# How can a random number 0-100 be generated from an initial number?

A group of people want to do a random drawing with no person involved, just grabbing an initial number from public events (ex. score of a team in a NBA game) and then make it as equally likely that it become any number between 0-100. How can this be achieved?

Edit: each person should be able to verify the formula, so it wouldn't require one person drawing ex. a randomization tool, which can be tampered. Ex. if a team in NBA score 86 and it was sequence 23 (the 23th time the randomization is done), the randomization formula generate 45%. The formula can be verified via an online tool and each time it's done it will get the same result.

• That would be called the "seed" of a psuedorandom number generator. There are many ways, check out that link. – Graviton Aug 2 '20 at 7:08
• @Graviton That sounds about right, tho I added an edit to the original post now. What I seek is a way of doing this that can't be tampered, so everyone can verify the randomization through a formula, rather than one person using an online randomization tool and others trusting it. – KingOfCss Aug 2 '20 at 8:13
• On paper it may be hard to balance "random" with "non tedious". Most random number generators use quite a few operations in order to eliminate any sort of apparent patterns. If you can use a calculator, I recommend doing something like taking the first two digits after the first two digits of $\sin(1+x)$. E.g; if $x=42$ then $\sin(1+x)\approx 0.8317$. So 17 would be the "random" number. – Graviton Aug 2 '20 at 8:20
• Stock market data might be a good source. Not the initial digits but maybe the third digit of the Dow Jones followed by the third digit of the FTSE 100. – badjohn Aug 2 '20 at 13:29

Any such formula would depend on the distribution of the data from the event source you want to use. There is no formula that gives random number from another potentially random number. What we do have is a formula that gives a series of random numbers starting from one fixed or potentially random number. Then each next is calculated based on the previously encountered values, one or more. The randomness is hidden in hiding the seed and somewhat in the formula you use.

The data:
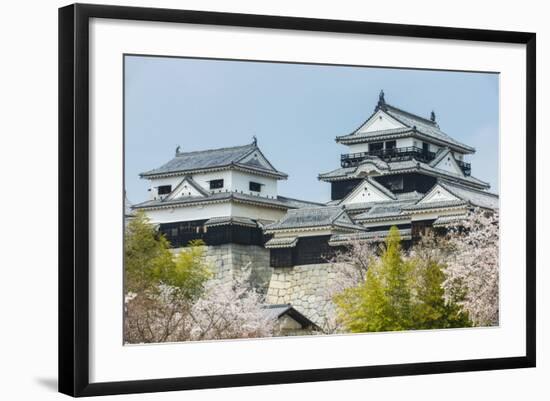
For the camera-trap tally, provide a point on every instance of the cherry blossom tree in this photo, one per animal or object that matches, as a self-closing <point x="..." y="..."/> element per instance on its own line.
<point x="472" y="268"/>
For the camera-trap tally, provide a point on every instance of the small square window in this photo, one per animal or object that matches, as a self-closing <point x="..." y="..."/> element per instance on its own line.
<point x="255" y="186"/>
<point x="215" y="184"/>
<point x="164" y="189"/>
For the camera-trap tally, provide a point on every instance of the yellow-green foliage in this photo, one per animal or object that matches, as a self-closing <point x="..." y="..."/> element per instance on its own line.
<point x="398" y="294"/>
<point x="149" y="262"/>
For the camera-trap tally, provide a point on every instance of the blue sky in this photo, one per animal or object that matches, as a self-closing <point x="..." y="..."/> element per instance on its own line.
<point x="294" y="110"/>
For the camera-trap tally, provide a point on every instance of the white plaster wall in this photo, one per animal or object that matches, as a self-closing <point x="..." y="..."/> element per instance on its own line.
<point x="197" y="212"/>
<point x="241" y="180"/>
<point x="366" y="193"/>
<point x="256" y="212"/>
<point x="380" y="121"/>
<point x="232" y="181"/>
<point x="203" y="179"/>
<point x="448" y="164"/>
<point x="400" y="143"/>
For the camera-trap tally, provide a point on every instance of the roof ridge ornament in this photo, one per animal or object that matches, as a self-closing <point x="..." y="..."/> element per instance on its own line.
<point x="381" y="105"/>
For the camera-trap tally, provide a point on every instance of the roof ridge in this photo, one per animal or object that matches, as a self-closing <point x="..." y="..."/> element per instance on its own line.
<point x="301" y="200"/>
<point x="444" y="182"/>
<point x="252" y="145"/>
<point x="411" y="114"/>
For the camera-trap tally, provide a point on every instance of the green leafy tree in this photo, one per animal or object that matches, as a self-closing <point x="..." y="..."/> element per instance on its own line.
<point x="431" y="310"/>
<point x="400" y="293"/>
<point x="160" y="287"/>
<point x="383" y="301"/>
<point x="147" y="255"/>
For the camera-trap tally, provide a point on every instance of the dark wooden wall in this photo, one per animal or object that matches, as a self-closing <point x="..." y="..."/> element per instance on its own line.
<point x="180" y="233"/>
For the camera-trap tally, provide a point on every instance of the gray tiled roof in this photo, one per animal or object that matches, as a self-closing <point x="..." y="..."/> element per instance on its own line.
<point x="423" y="125"/>
<point x="368" y="236"/>
<point x="360" y="209"/>
<point x="279" y="202"/>
<point x="444" y="220"/>
<point x="283" y="242"/>
<point x="188" y="179"/>
<point x="384" y="210"/>
<point x="402" y="167"/>
<point x="213" y="159"/>
<point x="314" y="217"/>
<point x="414" y="125"/>
<point x="436" y="205"/>
<point x="473" y="196"/>
<point x="230" y="220"/>
<point x="276" y="311"/>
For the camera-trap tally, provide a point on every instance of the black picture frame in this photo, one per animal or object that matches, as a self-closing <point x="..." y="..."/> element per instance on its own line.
<point x="74" y="198"/>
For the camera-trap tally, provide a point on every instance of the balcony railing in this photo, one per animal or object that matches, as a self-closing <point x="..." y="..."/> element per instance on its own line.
<point x="394" y="154"/>
<point x="466" y="167"/>
<point x="398" y="154"/>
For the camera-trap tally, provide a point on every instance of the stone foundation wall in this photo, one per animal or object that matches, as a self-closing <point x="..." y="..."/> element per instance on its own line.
<point x="306" y="288"/>
<point x="230" y="261"/>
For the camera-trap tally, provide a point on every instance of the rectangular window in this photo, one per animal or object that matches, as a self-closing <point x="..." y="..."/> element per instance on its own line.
<point x="216" y="184"/>
<point x="255" y="186"/>
<point x="164" y="189"/>
<point x="375" y="147"/>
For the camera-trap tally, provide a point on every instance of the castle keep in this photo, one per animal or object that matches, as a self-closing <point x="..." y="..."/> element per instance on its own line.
<point x="401" y="170"/>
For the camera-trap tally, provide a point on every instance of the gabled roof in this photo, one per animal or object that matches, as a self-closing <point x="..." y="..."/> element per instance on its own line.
<point x="475" y="197"/>
<point x="192" y="183"/>
<point x="440" y="156"/>
<point x="235" y="157"/>
<point x="317" y="217"/>
<point x="276" y="311"/>
<point x="413" y="125"/>
<point x="230" y="221"/>
<point x="279" y="202"/>
<point x="368" y="236"/>
<point x="283" y="242"/>
<point x="457" y="195"/>
<point x="368" y="181"/>
<point x="384" y="210"/>
<point x="400" y="167"/>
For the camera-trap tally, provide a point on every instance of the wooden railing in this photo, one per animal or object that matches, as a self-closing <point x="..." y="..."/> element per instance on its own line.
<point x="393" y="154"/>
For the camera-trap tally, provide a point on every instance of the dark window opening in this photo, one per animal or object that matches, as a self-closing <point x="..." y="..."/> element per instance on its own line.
<point x="164" y="189"/>
<point x="373" y="147"/>
<point x="215" y="184"/>
<point x="255" y="186"/>
<point x="395" y="183"/>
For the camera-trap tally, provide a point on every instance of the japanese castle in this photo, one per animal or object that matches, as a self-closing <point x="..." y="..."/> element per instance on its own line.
<point x="400" y="170"/>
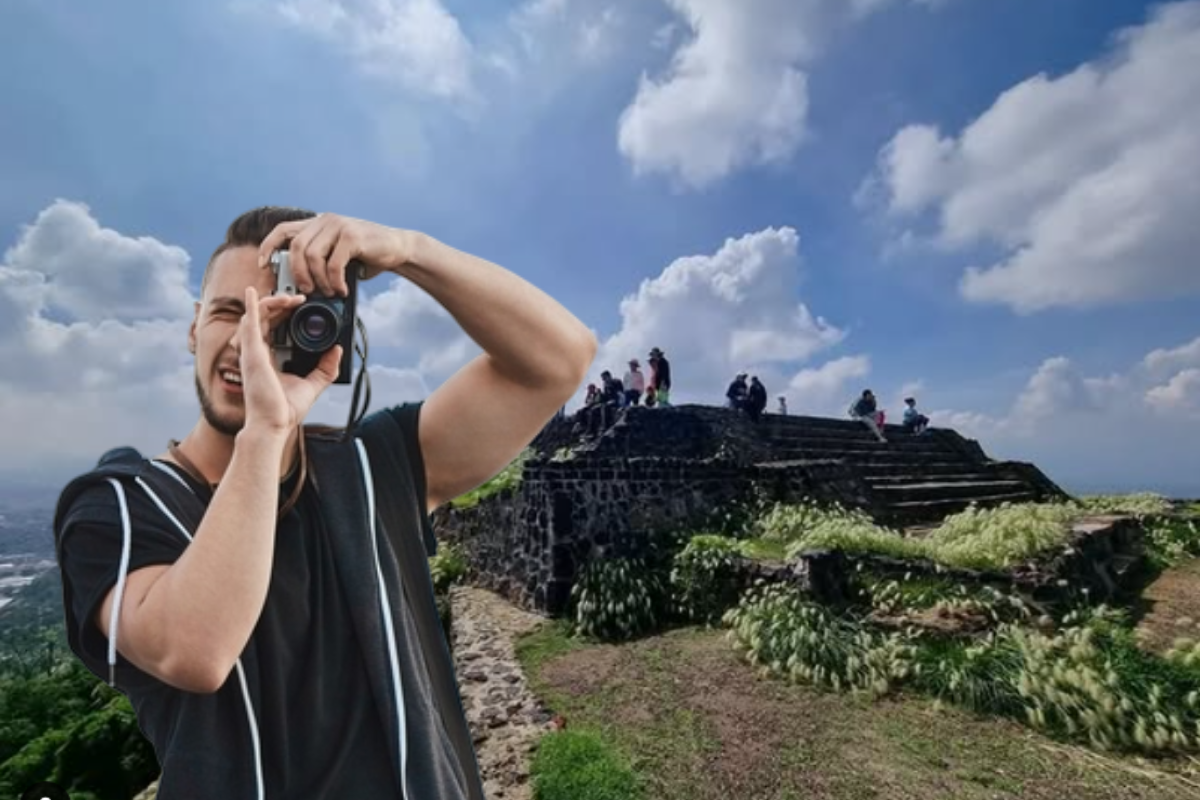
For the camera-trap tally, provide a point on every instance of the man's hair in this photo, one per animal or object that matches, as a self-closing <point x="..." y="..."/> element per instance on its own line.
<point x="251" y="228"/>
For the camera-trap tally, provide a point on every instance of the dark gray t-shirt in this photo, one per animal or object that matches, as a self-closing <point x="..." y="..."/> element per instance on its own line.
<point x="321" y="733"/>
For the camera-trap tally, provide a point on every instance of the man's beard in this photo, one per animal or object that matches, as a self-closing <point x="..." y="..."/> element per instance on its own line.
<point x="222" y="425"/>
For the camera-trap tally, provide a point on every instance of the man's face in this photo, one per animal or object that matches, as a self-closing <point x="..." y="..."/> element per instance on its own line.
<point x="214" y="331"/>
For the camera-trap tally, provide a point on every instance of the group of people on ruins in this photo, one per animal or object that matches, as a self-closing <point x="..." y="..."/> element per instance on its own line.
<point x="867" y="410"/>
<point x="745" y="397"/>
<point x="636" y="388"/>
<point x="742" y="395"/>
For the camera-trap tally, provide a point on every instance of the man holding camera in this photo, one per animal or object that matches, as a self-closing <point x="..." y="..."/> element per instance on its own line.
<point x="245" y="588"/>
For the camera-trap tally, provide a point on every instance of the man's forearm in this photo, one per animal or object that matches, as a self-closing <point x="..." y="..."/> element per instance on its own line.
<point x="531" y="337"/>
<point x="207" y="605"/>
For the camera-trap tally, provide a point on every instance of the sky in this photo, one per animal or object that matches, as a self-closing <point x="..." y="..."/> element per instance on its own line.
<point x="989" y="204"/>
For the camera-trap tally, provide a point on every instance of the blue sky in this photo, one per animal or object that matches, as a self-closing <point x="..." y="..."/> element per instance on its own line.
<point x="982" y="202"/>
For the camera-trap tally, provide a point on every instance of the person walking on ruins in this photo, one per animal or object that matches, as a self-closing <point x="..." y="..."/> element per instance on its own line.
<point x="913" y="420"/>
<point x="635" y="383"/>
<point x="736" y="392"/>
<point x="756" y="398"/>
<point x="660" y="378"/>
<point x="273" y="635"/>
<point x="612" y="390"/>
<point x="865" y="411"/>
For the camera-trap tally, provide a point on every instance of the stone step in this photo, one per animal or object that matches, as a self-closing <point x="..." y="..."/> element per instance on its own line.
<point x="897" y="493"/>
<point x="809" y="423"/>
<point x="855" y="431"/>
<point x="952" y="474"/>
<point x="911" y="511"/>
<point x="869" y="459"/>
<point x="925" y="470"/>
<point x="869" y="444"/>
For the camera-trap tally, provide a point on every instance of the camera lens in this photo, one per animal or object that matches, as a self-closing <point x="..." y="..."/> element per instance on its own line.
<point x="315" y="328"/>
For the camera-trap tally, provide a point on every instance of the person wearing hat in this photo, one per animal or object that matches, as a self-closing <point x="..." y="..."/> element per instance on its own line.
<point x="660" y="377"/>
<point x="635" y="383"/>
<point x="736" y="394"/>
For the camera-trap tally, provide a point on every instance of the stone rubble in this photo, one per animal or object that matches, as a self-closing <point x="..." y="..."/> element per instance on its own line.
<point x="503" y="713"/>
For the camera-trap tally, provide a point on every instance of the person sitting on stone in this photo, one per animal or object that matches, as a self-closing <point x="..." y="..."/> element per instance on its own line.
<point x="913" y="420"/>
<point x="756" y="398"/>
<point x="865" y="411"/>
<point x="635" y="383"/>
<point x="613" y="391"/>
<point x="593" y="397"/>
<point x="660" y="377"/>
<point x="736" y="395"/>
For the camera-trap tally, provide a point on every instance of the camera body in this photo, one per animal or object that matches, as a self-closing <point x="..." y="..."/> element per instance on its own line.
<point x="318" y="324"/>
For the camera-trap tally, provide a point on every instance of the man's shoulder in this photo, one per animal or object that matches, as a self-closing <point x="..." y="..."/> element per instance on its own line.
<point x="89" y="488"/>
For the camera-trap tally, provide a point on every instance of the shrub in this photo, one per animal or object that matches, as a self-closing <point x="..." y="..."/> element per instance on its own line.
<point x="705" y="578"/>
<point x="1169" y="541"/>
<point x="1143" y="504"/>
<point x="579" y="765"/>
<point x="791" y="523"/>
<point x="996" y="539"/>
<point x="448" y="566"/>
<point x="798" y="639"/>
<point x="616" y="600"/>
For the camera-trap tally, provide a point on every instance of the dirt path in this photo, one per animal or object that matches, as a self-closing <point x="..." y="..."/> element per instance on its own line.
<point x="708" y="727"/>
<point x="1173" y="607"/>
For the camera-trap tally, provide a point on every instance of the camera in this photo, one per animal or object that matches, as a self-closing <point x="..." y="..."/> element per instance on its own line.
<point x="318" y="324"/>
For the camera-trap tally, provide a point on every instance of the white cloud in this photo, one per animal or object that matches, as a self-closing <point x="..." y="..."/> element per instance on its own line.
<point x="417" y="43"/>
<point x="1179" y="396"/>
<point x="1163" y="360"/>
<point x="713" y="316"/>
<point x="736" y="91"/>
<point x="1084" y="180"/>
<point x="94" y="341"/>
<point x="827" y="390"/>
<point x="1116" y="433"/>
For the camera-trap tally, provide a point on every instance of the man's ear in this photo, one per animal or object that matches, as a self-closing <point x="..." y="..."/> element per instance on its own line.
<point x="191" y="330"/>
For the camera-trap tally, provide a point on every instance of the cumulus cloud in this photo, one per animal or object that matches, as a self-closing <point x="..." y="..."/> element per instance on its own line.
<point x="94" y="338"/>
<point x="1180" y="395"/>
<point x="829" y="389"/>
<point x="1165" y="360"/>
<point x="415" y="328"/>
<point x="1085" y="180"/>
<point x="1099" y="433"/>
<point x="736" y="91"/>
<point x="417" y="43"/>
<point x="717" y="314"/>
<point x="95" y="342"/>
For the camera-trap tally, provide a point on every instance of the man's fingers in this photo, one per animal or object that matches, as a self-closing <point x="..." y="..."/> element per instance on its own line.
<point x="277" y="238"/>
<point x="316" y="256"/>
<point x="325" y="371"/>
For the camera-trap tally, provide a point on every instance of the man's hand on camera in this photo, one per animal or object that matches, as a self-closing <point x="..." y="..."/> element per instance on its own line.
<point x="322" y="246"/>
<point x="276" y="402"/>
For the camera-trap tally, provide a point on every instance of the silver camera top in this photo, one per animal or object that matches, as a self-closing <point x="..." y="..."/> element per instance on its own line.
<point x="281" y="264"/>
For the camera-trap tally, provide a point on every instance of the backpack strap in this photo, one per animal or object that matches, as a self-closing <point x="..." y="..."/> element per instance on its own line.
<point x="403" y="515"/>
<point x="385" y="576"/>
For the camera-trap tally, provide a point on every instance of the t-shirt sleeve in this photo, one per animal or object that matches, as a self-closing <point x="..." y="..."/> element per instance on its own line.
<point x="90" y="558"/>
<point x="403" y="440"/>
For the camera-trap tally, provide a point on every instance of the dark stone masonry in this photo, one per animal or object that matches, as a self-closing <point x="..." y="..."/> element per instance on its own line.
<point x="618" y="481"/>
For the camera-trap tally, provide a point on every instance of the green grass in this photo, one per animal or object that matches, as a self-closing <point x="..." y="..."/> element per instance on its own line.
<point x="699" y="726"/>
<point x="581" y="765"/>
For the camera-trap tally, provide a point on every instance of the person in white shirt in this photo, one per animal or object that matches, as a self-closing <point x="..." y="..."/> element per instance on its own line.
<point x="635" y="383"/>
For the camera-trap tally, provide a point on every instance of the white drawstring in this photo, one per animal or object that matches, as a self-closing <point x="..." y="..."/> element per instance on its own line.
<point x="389" y="627"/>
<point x="241" y="672"/>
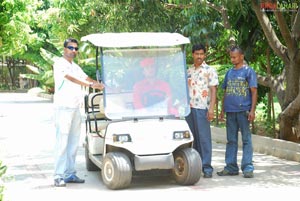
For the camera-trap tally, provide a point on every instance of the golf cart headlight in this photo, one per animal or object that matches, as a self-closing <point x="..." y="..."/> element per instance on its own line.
<point x="121" y="138"/>
<point x="181" y="135"/>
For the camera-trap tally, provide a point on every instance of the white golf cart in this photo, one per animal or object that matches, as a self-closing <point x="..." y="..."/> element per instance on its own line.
<point x="123" y="139"/>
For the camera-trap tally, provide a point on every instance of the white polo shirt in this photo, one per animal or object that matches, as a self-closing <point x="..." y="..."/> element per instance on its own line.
<point x="67" y="93"/>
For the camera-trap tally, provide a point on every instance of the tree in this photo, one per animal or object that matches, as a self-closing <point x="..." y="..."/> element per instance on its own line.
<point x="285" y="42"/>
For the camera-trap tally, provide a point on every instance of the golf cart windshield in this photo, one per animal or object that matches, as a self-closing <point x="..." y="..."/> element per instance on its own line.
<point x="144" y="82"/>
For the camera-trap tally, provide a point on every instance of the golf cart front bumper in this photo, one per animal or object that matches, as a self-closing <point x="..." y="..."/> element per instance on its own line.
<point x="149" y="162"/>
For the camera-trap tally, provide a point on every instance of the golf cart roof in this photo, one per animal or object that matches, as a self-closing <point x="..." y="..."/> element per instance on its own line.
<point x="136" y="39"/>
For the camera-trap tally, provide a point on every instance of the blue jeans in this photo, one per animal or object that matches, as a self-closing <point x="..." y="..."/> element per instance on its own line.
<point x="200" y="127"/>
<point x="234" y="122"/>
<point x="68" y="129"/>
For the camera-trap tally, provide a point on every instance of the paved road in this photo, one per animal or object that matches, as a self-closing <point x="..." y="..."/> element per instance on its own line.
<point x="26" y="147"/>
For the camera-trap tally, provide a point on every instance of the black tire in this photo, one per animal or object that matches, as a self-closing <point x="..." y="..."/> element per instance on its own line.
<point x="116" y="170"/>
<point x="90" y="165"/>
<point x="188" y="166"/>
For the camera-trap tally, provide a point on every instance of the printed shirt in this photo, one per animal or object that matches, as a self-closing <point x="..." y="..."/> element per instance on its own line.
<point x="237" y="83"/>
<point x="67" y="94"/>
<point x="200" y="79"/>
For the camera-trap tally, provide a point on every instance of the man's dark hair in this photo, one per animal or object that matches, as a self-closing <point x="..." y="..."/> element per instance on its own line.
<point x="198" y="47"/>
<point x="70" y="40"/>
<point x="237" y="49"/>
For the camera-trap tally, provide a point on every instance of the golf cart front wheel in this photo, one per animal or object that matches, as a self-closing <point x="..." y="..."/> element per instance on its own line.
<point x="90" y="166"/>
<point x="117" y="170"/>
<point x="188" y="166"/>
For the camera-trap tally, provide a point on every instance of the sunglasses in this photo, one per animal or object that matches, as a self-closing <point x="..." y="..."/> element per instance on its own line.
<point x="72" y="48"/>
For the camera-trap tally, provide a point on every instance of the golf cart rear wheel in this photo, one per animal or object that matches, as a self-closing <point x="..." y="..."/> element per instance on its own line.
<point x="90" y="165"/>
<point x="117" y="170"/>
<point x="188" y="166"/>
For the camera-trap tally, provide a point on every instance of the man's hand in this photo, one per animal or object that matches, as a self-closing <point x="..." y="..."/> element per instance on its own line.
<point x="97" y="85"/>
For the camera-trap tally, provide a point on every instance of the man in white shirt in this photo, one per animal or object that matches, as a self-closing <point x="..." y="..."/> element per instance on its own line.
<point x="68" y="78"/>
<point x="202" y="82"/>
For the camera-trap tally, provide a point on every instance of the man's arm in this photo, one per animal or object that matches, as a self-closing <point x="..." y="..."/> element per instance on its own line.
<point x="251" y="116"/>
<point x="89" y="82"/>
<point x="213" y="98"/>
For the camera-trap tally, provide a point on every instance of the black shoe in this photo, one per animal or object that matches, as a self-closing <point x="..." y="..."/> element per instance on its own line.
<point x="59" y="182"/>
<point x="227" y="173"/>
<point x="248" y="175"/>
<point x="207" y="175"/>
<point x="74" y="179"/>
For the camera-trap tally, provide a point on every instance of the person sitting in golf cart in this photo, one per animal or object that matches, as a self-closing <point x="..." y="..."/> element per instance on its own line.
<point x="152" y="92"/>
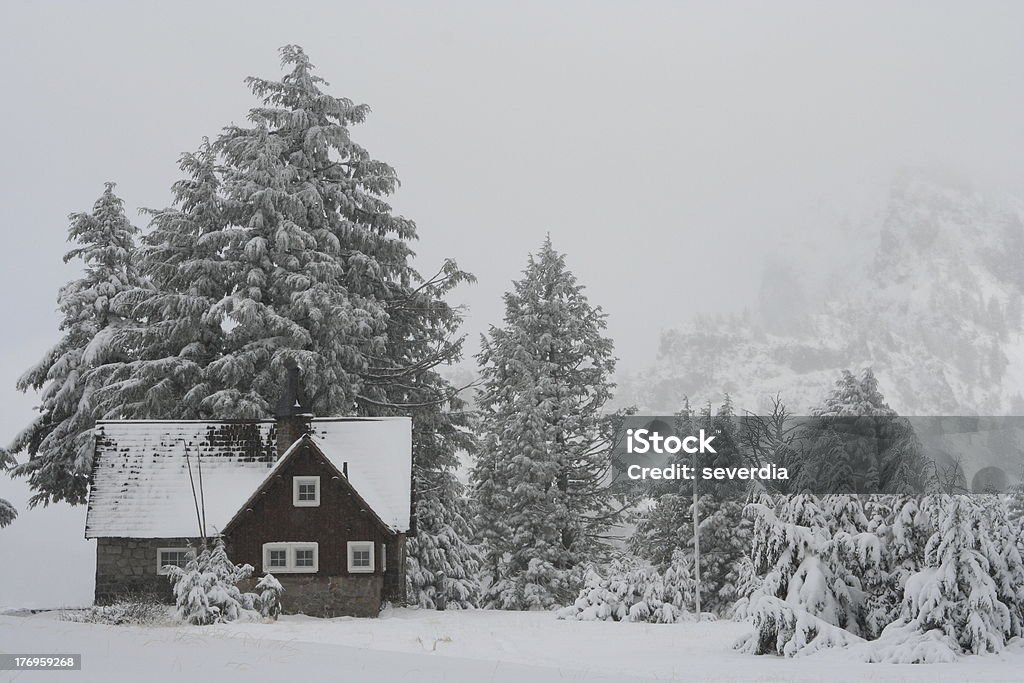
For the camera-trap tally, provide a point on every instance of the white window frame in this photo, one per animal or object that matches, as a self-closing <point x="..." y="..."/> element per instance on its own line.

Set tasks:
• 1. Can you set down the random-number thread in full, word for word?
• 2. Report every line of the entries that contains the word "wooden", treating case as significant.
The random-number thread and the entries are independent of each other.

Answers to the exercise:
• 1.
# How can a random number 0-100 be generated from an initial number?

A group of people want to do a random drawing with no person involved, just grabbing an initial number from public events (ex. score of a team in a NBA game) and then make it as equally likely that it become any number between 0-100. How can this be achieved?

Edit: each person should be able to verify the formula, so it wouldn't require one person drawing ex. a randomization tool, which can be tampered. Ex. if a team in NBA score 86 and it was sequence 23 (the 23th time the randomization is done), the randomization formula generate 45%. The formula can be verified via an online tool and each time it's done it will get the same result.

• That would be called the "seed" of a psuedorandom number generator. There are many ways, check out that link. – Graviton Aug 2 '20 at 7:08
• @Graviton That sounds about right, tho I added an edit to the original post now. What I seek is a way of doing this that can't be tampered, so everyone can verify the randomization through a formula, rather than one person using an online randomization tool and others trusting it. – KingOfCss Aug 2 '20 at 8:13
• On paper it may be hard to balance "random" with "non tedious". Most random number generators use quite a few operations in order to eliminate any sort of apparent patterns. If you can use a calculator, I recommend doing something like taking the first two digits after the first two digits of $\sin(1+x)$. E.g; if $x=42$ then $\sin(1+x)\approx 0.8317$. So 17 would be the "random" number. – Graviton Aug 2 '20 at 8:20
• Stock market data might be a good source. Not the initial digits but maybe the third digit of the Dow Jones followed by the third digit of the FTSE 100. – badjohn Aug 2 '20 at 13:29

Any such formula would depend on the distribution of the data from the event source you want to use. There is no formula that gives random number from another potentially random number. What we do have is a formula that gives a series of random numbers starting from one fixed or potentially random number. Then each next is calculated based on the previously encountered values, one or more. The randomness is hidden in hiding the seed and somewhat in the formula you use.

• 2.
For the camera-trap tally, provide a point on every instance of the dark wooden wall in this photo, one per animal or object that matches, as a self-closing <point x="..." y="..."/> element per instance on its own line.
For the camera-trap tally, provide a point on every instance of the wooden railing in this photo, one per animal or object that matches, as a self-closing <point x="..." y="..."/> element per instance on its own line.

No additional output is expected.